• [To do]: Reproduce the entries below word for word, everything from the very first line down to the line containing "[58,0,295,274]", with both ends included.
****************
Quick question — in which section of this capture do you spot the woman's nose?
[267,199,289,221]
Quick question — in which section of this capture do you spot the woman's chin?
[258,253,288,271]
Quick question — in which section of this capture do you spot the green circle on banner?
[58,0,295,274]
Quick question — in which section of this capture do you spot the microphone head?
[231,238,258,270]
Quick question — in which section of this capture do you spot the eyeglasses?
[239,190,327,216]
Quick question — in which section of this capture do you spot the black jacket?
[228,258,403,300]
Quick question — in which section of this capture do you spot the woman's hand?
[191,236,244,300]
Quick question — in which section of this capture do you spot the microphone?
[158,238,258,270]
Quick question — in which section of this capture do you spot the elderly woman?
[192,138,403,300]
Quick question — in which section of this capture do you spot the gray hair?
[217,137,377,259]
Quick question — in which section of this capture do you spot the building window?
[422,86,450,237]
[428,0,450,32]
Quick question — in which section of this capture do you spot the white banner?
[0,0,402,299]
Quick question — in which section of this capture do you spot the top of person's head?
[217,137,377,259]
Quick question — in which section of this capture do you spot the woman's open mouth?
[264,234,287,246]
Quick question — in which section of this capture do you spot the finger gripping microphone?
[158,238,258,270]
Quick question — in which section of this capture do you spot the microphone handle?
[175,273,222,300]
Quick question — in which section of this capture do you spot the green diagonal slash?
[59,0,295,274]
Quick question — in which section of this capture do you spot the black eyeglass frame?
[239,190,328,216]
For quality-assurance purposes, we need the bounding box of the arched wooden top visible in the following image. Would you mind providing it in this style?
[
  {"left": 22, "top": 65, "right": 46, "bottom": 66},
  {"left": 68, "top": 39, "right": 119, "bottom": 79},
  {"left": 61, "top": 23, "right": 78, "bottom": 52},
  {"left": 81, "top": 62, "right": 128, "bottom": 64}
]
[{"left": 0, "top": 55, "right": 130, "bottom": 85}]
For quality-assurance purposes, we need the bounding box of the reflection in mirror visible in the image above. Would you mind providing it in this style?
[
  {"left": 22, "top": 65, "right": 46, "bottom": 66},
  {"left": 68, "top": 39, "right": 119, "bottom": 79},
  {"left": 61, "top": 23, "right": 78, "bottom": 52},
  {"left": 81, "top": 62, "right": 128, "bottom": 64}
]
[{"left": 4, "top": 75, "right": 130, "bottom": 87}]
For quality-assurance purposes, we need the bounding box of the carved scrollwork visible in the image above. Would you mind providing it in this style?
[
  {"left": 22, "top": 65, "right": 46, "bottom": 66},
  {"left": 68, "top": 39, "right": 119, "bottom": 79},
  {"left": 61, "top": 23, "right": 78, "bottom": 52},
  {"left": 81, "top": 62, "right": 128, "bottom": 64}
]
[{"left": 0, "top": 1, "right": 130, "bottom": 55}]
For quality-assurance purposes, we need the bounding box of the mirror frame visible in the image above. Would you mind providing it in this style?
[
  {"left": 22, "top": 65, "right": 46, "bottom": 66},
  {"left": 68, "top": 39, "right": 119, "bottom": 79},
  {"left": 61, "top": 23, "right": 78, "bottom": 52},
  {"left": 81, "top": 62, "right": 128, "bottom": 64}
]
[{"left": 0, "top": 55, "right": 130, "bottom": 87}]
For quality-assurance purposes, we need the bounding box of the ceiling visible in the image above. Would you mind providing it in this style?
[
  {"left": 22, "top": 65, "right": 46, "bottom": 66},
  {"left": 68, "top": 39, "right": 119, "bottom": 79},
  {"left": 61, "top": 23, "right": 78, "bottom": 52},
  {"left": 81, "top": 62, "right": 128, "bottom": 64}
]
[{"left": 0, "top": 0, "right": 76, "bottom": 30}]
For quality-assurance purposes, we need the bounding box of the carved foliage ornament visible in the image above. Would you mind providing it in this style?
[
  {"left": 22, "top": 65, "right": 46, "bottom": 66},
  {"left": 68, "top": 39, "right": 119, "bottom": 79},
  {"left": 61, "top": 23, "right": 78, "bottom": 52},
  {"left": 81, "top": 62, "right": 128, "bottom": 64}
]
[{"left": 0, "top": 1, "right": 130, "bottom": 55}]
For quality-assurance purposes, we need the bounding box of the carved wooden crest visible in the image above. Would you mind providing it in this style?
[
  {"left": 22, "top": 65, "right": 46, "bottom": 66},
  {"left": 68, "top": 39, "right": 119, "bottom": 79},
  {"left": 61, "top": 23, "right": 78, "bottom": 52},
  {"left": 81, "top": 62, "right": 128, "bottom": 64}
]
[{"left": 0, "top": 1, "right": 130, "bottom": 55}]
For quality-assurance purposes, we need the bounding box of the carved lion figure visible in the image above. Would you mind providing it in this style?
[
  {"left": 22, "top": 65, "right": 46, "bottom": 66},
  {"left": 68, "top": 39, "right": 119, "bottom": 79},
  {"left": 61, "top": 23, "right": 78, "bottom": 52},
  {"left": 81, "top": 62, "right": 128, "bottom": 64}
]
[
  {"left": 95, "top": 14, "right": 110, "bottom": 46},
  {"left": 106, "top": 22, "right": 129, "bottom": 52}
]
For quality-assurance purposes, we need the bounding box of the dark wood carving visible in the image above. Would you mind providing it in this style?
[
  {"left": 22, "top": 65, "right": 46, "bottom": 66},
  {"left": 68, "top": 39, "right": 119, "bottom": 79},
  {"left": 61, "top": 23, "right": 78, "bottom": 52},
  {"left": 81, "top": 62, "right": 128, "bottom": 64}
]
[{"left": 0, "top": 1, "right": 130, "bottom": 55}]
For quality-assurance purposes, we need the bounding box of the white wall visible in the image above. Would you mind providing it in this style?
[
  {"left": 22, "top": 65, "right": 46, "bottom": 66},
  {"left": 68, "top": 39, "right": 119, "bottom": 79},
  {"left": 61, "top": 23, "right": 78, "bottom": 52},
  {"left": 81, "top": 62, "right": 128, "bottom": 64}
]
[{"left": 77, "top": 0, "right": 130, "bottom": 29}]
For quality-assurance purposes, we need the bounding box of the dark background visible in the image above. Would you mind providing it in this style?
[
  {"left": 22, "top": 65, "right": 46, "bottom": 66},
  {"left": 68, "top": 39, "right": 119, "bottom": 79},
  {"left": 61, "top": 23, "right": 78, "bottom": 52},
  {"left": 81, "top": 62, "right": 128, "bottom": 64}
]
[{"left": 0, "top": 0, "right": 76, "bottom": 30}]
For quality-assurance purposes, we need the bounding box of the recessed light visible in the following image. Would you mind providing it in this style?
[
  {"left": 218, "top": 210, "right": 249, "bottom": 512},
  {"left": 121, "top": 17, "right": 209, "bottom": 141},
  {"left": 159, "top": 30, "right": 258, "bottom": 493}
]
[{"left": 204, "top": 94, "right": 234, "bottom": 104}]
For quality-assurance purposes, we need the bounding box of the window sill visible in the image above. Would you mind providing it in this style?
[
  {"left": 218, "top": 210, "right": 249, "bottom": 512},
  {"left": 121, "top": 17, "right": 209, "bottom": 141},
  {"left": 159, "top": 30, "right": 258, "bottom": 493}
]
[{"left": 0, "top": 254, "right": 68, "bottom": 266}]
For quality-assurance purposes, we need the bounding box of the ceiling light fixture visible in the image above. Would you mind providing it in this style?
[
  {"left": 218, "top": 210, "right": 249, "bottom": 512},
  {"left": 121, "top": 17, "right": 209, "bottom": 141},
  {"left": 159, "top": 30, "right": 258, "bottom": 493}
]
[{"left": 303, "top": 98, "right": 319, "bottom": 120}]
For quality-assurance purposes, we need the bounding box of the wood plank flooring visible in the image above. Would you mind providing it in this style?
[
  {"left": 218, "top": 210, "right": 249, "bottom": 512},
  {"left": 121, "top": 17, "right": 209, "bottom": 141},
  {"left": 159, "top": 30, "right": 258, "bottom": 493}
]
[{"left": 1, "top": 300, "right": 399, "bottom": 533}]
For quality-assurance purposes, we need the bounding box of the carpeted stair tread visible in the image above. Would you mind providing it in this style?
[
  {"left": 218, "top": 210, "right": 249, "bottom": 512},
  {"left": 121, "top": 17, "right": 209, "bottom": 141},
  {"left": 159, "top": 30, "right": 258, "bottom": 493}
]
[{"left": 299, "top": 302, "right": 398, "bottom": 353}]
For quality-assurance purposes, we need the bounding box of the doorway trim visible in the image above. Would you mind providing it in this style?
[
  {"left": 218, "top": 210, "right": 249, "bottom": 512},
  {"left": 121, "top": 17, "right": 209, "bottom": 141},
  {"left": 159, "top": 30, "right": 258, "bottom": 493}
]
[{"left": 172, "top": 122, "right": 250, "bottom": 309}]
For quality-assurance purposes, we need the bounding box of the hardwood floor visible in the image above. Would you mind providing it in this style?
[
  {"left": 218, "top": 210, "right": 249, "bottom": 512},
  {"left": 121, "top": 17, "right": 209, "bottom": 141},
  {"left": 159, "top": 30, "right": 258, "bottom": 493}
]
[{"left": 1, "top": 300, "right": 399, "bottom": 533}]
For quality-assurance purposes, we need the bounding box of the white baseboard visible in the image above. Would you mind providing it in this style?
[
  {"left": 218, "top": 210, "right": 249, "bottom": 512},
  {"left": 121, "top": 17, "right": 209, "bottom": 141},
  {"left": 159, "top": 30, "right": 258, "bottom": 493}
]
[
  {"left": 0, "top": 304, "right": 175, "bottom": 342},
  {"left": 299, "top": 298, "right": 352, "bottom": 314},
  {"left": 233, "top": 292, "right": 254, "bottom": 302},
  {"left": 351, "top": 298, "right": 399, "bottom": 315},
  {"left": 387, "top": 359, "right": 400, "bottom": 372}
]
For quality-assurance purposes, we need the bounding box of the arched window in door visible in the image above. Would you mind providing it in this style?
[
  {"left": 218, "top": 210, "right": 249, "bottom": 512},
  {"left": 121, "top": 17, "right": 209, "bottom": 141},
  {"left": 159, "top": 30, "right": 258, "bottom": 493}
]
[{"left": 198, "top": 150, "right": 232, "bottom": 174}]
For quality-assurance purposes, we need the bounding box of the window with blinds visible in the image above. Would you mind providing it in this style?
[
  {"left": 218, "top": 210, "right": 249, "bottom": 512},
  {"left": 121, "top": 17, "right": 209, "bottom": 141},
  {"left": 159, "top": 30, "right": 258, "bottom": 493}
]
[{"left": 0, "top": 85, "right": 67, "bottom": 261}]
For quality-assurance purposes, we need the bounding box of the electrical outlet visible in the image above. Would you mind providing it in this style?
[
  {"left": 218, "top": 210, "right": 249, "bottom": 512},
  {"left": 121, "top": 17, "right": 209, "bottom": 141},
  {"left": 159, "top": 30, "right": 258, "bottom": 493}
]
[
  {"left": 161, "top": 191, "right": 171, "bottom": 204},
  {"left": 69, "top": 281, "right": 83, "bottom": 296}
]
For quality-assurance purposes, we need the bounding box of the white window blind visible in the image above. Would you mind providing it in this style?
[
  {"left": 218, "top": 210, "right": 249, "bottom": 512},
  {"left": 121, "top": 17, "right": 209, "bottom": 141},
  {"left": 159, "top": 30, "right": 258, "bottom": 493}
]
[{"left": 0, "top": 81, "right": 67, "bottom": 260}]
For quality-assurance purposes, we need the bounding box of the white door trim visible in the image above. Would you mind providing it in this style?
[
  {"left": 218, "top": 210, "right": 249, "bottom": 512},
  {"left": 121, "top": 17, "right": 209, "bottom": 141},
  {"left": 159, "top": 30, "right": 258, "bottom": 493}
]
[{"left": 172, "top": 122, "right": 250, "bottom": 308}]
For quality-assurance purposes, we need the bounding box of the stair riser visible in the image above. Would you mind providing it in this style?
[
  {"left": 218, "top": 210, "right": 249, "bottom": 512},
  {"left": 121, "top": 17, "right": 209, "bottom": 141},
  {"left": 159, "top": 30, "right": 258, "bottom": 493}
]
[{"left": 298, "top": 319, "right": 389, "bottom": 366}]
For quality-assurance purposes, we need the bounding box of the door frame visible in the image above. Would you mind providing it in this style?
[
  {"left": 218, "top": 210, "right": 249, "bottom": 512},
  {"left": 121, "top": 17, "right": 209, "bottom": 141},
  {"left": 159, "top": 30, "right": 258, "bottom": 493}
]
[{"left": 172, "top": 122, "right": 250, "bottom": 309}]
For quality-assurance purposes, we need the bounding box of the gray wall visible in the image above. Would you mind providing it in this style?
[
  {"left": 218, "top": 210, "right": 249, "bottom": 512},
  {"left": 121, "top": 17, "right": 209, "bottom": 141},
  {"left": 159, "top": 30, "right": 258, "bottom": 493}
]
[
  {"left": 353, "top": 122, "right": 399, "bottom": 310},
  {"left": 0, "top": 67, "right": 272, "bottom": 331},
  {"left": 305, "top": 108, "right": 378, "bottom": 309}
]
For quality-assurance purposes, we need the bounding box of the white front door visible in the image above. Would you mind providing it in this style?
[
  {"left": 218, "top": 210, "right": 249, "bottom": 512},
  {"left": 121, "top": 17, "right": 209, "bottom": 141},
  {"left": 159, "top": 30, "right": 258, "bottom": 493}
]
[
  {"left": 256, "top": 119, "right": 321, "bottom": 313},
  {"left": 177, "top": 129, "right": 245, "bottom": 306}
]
****************
• [Response to this task]:
Quick question — in which section of this capture do you spot the woman's nose?
[267,199,289,221]
Quick question — in which section of this capture do you spot the woman's chin?
[258,253,288,271]
Quick question — in which section of this capture do you spot the green circle on banner?
[58,0,295,274]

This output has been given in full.